#### Available records
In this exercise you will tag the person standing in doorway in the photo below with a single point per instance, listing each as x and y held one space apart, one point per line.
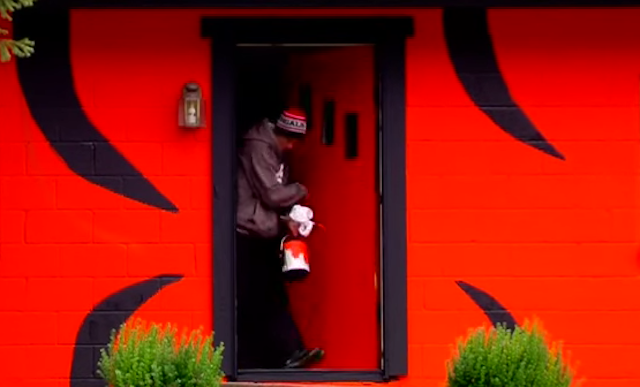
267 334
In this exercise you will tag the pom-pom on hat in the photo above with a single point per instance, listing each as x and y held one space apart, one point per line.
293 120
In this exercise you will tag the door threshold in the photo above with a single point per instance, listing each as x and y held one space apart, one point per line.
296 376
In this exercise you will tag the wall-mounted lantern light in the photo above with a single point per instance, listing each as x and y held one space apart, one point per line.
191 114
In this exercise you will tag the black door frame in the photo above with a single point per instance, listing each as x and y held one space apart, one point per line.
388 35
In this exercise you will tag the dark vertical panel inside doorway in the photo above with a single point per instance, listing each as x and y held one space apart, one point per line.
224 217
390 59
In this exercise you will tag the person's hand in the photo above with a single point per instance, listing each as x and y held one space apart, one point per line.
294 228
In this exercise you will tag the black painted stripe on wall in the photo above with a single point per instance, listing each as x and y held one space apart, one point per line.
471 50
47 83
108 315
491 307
########
* [What you are asked to do] Could you return the entire listing above verbatim while dropping each picture?

* [Written response]
In this exercise you will tag the person standing in doorway in the photo below with a single point per instance, listing each as x and y held one space apart, one point per line.
267 334
In this exercise you will tag the pom-pom on hat in the photo above with a single point per instance, listing each as x and y held one space apart, one point per line.
293 120
In this exercise you will tag the door threshold in the photo above with a single point per instance, listing each as x and y held one space apart, one point per line.
296 376
In this exercise you will tag the wall-mounted lantern light in the photo above with a single point per instance, listing each as x and y held one space apart, one point per line.
191 114
In this exercise you will tag the black door frame in the photo above with a single point per instance, listing each as x and y held one space apart, one point per line.
388 35
In this exercise you will tag the dark vertical panel inside doorway in the photo above with a single point per instance, listing each as x and y held one space apart, one point per line.
224 217
390 59
In this exercise you will tag the person's hand in the photo above with a single point per instance, listing each as x and y held one space apart, one point per line.
294 228
In this exercise you will tag the black painted stripe on wall in the photo above with a single point per instance, listing each as x and y held one space apart, one point per line.
471 50
47 83
108 315
491 307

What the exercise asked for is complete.